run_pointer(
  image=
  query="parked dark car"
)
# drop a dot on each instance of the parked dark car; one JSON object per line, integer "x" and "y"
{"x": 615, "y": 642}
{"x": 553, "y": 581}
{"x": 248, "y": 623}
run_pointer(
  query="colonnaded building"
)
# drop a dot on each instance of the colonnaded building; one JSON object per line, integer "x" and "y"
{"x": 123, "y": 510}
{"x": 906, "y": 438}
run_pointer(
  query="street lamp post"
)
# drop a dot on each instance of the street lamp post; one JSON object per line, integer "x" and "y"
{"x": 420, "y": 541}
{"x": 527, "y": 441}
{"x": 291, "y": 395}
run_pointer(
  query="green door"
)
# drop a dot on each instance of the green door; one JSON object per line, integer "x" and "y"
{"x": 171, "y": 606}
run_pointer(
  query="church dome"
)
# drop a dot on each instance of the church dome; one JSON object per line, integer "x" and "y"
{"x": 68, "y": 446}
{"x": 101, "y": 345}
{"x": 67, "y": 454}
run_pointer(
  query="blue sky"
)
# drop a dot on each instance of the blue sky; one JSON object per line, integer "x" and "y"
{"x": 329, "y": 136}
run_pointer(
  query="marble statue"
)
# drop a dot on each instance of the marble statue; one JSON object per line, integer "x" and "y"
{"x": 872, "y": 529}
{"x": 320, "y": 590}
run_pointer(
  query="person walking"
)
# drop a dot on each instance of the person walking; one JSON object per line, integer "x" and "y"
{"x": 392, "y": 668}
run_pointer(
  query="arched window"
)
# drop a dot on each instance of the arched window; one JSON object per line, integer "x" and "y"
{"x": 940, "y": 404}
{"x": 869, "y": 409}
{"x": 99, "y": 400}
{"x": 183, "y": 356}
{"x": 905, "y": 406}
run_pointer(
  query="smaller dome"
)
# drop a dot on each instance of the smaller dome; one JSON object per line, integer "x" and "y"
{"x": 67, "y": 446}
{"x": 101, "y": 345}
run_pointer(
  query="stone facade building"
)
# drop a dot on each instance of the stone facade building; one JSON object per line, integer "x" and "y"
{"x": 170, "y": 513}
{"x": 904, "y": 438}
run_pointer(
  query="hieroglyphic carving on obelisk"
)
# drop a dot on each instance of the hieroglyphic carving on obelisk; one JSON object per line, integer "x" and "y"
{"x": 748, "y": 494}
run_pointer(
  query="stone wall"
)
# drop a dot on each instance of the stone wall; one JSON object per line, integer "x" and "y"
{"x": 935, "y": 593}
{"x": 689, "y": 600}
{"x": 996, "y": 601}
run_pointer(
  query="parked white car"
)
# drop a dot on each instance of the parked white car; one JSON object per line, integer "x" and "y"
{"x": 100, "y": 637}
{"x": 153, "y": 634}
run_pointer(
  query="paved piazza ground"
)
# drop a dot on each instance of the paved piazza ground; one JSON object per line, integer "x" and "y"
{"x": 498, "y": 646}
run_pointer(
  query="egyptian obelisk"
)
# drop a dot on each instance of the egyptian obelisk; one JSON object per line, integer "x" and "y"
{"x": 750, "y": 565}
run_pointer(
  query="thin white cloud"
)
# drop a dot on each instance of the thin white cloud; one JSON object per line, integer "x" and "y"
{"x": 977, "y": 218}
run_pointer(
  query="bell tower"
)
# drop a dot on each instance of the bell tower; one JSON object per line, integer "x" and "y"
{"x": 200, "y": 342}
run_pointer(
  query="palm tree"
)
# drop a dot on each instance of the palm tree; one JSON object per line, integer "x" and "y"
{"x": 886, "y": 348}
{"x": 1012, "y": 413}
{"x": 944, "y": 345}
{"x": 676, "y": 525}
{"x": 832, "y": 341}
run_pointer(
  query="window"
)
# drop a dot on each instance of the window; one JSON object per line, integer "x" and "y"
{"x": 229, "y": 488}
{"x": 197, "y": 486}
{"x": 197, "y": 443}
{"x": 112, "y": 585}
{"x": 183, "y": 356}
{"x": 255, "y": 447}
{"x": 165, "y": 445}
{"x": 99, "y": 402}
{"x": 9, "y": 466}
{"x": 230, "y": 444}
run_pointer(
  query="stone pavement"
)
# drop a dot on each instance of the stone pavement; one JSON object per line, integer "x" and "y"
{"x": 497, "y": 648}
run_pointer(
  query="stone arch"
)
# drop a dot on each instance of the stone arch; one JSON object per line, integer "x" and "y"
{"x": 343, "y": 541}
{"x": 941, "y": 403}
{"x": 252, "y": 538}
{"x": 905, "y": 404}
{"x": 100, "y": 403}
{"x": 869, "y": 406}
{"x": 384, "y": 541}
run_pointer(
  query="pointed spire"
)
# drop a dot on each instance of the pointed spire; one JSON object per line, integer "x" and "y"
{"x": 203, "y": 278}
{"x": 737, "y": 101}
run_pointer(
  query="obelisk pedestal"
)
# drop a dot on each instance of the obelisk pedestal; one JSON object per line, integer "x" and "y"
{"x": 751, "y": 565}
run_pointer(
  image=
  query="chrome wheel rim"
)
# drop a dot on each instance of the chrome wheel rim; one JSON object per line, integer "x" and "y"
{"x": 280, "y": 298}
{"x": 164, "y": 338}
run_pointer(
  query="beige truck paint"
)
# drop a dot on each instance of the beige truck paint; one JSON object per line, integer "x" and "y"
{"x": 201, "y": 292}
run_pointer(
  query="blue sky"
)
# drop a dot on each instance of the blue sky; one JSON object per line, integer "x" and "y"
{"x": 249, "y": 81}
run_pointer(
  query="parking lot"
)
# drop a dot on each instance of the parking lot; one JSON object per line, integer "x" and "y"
--------------------------------
▶ _JOB_
Extract every line of the records that contains the string "pointed".

▶ _RESULT FOR THIS EXERCISE_
  query="pointed spire"
# drop a dot on each instance of the pointed spire; one JSON object per line, integer "x" and "y"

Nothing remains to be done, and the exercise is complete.